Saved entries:
= Beginning of Section =

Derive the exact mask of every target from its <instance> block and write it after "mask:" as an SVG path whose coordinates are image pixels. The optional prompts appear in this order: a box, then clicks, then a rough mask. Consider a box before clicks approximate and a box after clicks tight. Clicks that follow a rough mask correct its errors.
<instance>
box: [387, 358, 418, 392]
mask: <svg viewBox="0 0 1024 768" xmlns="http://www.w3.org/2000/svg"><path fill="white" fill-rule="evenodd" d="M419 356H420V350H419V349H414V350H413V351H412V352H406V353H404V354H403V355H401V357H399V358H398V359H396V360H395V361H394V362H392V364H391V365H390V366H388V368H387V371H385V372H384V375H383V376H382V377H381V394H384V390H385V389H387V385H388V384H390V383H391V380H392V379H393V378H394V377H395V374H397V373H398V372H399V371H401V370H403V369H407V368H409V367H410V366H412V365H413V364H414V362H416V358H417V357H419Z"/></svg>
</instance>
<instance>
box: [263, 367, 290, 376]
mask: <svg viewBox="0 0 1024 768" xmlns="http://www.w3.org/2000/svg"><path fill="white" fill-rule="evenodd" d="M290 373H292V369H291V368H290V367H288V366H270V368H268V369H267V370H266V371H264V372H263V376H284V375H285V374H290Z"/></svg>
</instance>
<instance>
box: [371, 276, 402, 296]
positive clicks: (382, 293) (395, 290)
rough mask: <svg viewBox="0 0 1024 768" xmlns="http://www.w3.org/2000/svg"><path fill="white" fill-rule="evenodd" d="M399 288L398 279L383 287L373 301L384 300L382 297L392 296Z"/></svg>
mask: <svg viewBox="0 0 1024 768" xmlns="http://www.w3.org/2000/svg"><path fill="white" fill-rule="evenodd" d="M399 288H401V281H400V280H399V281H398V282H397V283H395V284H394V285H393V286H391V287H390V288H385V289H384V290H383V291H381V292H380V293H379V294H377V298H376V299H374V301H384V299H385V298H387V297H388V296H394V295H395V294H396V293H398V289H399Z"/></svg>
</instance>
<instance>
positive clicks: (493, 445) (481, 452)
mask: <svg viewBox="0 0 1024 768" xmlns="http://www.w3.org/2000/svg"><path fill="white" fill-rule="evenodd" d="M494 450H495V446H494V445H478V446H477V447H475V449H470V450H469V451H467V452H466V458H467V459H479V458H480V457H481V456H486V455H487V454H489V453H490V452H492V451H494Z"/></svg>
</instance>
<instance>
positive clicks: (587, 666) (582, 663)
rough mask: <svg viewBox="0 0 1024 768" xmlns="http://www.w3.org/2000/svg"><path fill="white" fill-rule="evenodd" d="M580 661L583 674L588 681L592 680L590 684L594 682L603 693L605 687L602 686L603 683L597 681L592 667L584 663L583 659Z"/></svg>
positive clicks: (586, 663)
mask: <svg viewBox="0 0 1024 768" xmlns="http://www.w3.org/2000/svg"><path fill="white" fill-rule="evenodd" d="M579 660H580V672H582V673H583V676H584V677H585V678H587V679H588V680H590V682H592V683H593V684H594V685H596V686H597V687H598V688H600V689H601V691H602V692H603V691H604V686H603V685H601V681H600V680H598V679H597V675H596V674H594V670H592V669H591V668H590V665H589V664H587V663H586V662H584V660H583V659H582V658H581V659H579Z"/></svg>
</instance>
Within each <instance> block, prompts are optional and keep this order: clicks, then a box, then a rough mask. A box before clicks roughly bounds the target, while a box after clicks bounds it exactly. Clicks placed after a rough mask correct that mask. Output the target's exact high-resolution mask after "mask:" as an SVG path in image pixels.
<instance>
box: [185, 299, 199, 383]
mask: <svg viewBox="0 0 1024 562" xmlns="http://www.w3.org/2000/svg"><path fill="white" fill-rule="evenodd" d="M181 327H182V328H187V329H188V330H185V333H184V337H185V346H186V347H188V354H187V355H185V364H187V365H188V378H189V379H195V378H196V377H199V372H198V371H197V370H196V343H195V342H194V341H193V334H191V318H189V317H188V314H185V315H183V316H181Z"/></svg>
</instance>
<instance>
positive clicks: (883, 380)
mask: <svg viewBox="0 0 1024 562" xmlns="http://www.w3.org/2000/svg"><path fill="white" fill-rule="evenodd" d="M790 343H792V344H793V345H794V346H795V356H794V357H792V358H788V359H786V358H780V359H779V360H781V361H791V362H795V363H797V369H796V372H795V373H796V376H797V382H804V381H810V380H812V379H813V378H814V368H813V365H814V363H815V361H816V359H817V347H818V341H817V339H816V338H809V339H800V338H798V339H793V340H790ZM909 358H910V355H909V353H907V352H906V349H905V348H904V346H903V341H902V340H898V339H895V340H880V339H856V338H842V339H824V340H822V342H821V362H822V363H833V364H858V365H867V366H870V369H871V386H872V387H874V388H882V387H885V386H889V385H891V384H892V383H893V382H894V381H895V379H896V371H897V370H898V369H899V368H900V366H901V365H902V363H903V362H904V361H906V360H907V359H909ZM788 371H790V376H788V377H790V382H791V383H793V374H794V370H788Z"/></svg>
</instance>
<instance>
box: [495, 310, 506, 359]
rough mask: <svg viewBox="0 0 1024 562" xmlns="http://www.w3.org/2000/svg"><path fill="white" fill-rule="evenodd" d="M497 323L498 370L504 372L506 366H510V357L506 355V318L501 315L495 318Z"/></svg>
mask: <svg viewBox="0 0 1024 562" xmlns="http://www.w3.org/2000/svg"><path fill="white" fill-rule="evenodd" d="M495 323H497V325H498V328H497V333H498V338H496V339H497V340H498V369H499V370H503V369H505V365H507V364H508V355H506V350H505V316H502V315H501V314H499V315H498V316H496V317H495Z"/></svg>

= End of Section =
= Beginning of Section =

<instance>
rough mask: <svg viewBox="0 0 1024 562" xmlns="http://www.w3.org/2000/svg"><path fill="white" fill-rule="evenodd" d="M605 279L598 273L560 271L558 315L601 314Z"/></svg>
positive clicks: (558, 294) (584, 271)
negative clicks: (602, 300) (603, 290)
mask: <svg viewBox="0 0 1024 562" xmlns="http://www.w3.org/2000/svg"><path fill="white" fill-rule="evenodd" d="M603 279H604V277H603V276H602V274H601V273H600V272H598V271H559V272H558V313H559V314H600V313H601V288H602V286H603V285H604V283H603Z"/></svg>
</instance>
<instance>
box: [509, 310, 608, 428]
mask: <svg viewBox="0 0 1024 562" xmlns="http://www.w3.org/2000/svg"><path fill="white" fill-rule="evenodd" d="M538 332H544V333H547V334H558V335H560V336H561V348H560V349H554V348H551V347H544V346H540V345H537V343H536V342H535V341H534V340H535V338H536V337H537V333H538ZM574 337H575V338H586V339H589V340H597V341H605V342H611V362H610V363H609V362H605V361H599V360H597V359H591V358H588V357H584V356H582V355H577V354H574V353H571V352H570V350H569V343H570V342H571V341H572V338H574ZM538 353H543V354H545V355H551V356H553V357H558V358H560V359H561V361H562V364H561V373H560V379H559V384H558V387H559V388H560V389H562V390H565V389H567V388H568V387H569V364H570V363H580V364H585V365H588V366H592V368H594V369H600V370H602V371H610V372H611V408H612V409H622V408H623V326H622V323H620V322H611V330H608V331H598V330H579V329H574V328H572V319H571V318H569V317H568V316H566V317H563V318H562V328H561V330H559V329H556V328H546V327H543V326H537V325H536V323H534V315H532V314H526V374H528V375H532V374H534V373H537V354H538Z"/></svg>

= End of Section =

Task description: Pick each line holding "that" out of the entries above and return it.

Response box:
Derive the exact mask of every target from its <instance> block and write it after "mask:" as an SVG path whose coordinates are image pixels. The optional prompts appear in this order: a box, then clicks, then a rough mask. Consider a box before clicks approximate and a box after clicks tight. Clicks that follow a rough mask correct its errors.
Within each <instance> block, prompts are optional and keep this order: clicks, then a box, then a rough mask. A box before clicks roughly bounds the target, while a box after clicks bounds it exactly. Clicks placed after a rough mask correct that mask. Output the target's exact high-resolution mask after "mask:" as an SVG path in image pixels.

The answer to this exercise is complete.